» What the exercise asks
Add 45 to every pixel coordinate in the answers, and rewrite the stretch of the records below that runs from the line containing "Expected: one point per instance of the flying" through the end of the records, including the requests. Leave the pictures out of your answer.

[Object position labeling entries]
[START]

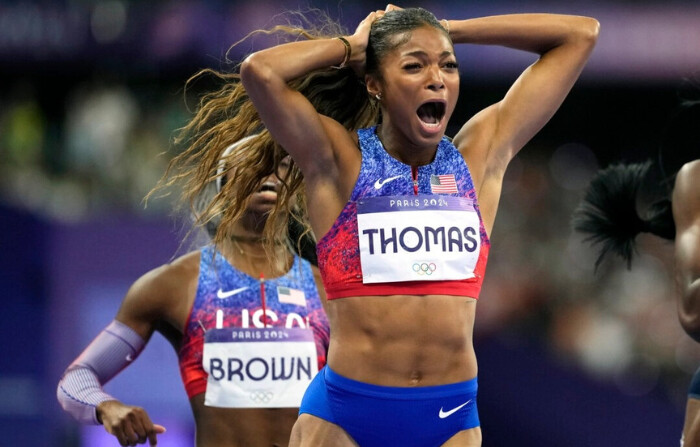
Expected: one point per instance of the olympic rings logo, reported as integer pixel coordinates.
(261, 397)
(424, 268)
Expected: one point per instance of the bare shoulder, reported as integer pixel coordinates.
(686, 194)
(161, 294)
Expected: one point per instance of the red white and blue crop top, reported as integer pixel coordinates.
(400, 217)
(238, 296)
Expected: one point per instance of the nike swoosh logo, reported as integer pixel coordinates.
(221, 294)
(379, 183)
(444, 414)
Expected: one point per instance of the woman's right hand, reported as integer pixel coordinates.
(130, 425)
(358, 42)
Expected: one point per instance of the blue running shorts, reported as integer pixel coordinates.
(381, 416)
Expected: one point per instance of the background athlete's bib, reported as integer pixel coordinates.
(417, 238)
(258, 368)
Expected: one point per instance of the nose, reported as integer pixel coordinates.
(435, 80)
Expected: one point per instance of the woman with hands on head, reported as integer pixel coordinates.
(402, 212)
(215, 305)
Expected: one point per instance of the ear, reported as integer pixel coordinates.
(373, 85)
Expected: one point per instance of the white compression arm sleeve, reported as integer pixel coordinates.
(80, 389)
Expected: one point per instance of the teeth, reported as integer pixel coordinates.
(431, 125)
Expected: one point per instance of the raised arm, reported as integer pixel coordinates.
(686, 214)
(288, 115)
(494, 136)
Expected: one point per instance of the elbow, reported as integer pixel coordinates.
(587, 30)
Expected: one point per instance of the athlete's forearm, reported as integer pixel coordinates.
(284, 63)
(80, 389)
(537, 33)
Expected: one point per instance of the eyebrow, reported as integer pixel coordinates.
(423, 53)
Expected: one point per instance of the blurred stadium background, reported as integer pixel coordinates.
(91, 93)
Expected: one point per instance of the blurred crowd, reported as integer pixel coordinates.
(102, 155)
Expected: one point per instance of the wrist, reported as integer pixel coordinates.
(445, 24)
(347, 55)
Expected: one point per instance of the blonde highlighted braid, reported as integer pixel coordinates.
(226, 115)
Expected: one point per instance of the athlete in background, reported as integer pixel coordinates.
(215, 306)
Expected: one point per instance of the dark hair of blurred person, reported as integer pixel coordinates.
(624, 200)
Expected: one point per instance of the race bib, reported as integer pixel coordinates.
(417, 238)
(258, 368)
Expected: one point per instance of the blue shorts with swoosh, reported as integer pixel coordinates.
(379, 416)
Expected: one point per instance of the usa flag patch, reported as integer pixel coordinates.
(443, 184)
(287, 295)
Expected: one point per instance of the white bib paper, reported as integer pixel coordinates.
(417, 238)
(258, 368)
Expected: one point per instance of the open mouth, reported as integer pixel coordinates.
(431, 113)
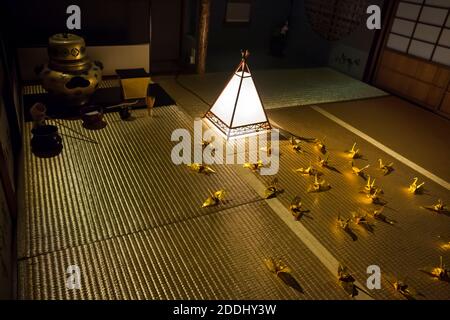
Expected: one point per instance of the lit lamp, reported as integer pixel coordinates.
(238, 111)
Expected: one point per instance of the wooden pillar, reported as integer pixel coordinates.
(202, 41)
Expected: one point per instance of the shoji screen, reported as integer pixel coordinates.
(422, 28)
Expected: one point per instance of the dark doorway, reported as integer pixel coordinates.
(165, 35)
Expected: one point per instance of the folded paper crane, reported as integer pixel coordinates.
(238, 111)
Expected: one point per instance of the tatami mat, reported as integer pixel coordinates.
(125, 183)
(288, 87)
(400, 250)
(219, 256)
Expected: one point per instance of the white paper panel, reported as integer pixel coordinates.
(249, 108)
(427, 32)
(421, 49)
(404, 27)
(445, 38)
(397, 42)
(407, 10)
(224, 106)
(434, 16)
(238, 12)
(442, 55)
(438, 3)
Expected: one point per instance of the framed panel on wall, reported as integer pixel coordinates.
(8, 122)
(421, 28)
(5, 248)
(238, 12)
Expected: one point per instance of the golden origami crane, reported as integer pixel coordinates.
(267, 149)
(344, 224)
(346, 281)
(416, 188)
(361, 220)
(440, 272)
(318, 186)
(359, 171)
(386, 168)
(401, 287)
(296, 144)
(200, 168)
(378, 215)
(353, 153)
(310, 171)
(283, 272)
(272, 190)
(375, 198)
(213, 200)
(296, 208)
(370, 186)
(254, 166)
(322, 162)
(276, 267)
(320, 145)
(439, 207)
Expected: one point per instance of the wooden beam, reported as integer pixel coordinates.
(202, 41)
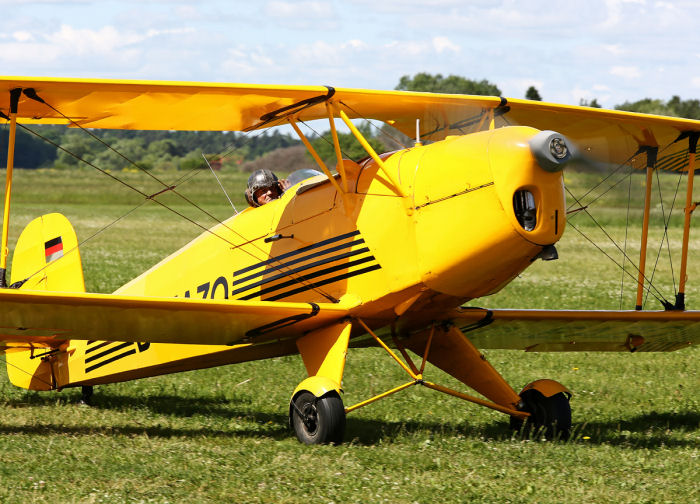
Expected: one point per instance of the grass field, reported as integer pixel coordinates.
(220, 435)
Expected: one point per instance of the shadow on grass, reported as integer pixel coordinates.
(650, 430)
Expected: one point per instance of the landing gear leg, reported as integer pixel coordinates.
(86, 395)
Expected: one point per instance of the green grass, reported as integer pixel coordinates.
(220, 435)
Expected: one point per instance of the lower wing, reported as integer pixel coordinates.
(49, 319)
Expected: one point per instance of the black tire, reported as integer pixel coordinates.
(322, 419)
(550, 416)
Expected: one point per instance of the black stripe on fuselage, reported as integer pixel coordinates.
(296, 252)
(107, 352)
(324, 282)
(304, 267)
(91, 349)
(310, 276)
(279, 267)
(110, 360)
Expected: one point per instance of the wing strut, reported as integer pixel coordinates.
(651, 162)
(14, 101)
(692, 148)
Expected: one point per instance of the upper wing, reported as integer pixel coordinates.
(49, 319)
(604, 135)
(580, 330)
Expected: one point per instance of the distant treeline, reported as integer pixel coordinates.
(147, 149)
(248, 151)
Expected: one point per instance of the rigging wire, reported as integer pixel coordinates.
(139, 167)
(627, 222)
(220, 184)
(665, 235)
(279, 267)
(661, 299)
(665, 301)
(380, 130)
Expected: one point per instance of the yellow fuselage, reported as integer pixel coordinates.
(454, 237)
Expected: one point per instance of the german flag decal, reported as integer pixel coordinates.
(53, 249)
(322, 263)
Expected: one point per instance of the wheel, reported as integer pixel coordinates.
(548, 415)
(318, 420)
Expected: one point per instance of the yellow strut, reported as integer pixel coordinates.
(14, 101)
(371, 152)
(336, 144)
(315, 155)
(689, 207)
(651, 161)
(418, 380)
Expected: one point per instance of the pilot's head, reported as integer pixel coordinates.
(263, 187)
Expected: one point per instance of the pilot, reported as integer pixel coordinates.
(263, 187)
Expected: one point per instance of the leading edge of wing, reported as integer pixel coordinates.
(45, 317)
(580, 330)
(139, 104)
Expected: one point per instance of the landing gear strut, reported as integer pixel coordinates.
(86, 395)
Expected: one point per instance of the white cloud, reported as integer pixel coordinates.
(22, 36)
(298, 10)
(627, 72)
(443, 44)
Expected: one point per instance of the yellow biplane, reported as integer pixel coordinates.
(381, 252)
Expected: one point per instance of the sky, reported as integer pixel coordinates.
(610, 50)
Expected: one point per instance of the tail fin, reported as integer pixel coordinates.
(46, 258)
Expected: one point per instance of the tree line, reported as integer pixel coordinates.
(183, 149)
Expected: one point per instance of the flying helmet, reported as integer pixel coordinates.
(258, 180)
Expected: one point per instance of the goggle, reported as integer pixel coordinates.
(263, 190)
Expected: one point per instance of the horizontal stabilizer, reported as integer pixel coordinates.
(580, 330)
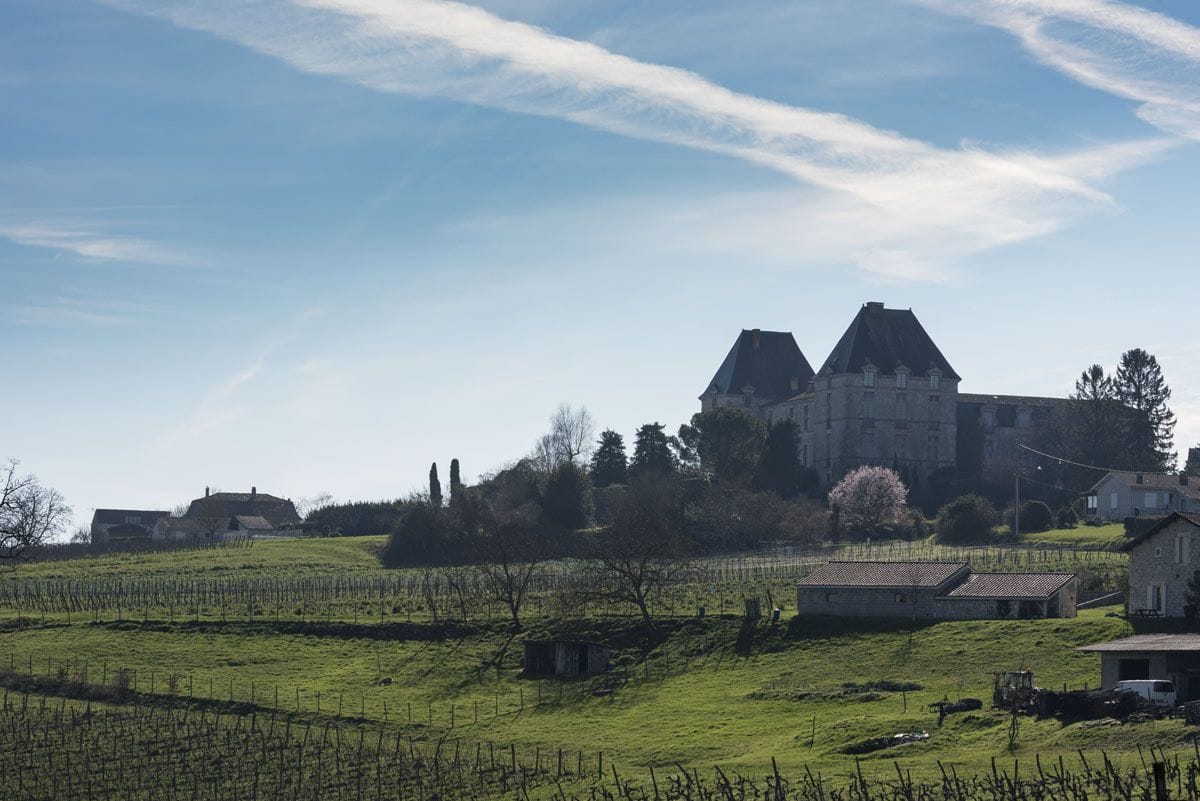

[END]

» Response to the exercise
Expected: one point per instance of the flying helmet, reported as integer pixel coordinates.
(303, 225)
Expected: one point per instance of the goggle, reported as integer pixel coordinates.
(308, 235)
Expected: one point per instance of the horizontal stabilizer, reported as integer pixel coordinates.
(625, 375)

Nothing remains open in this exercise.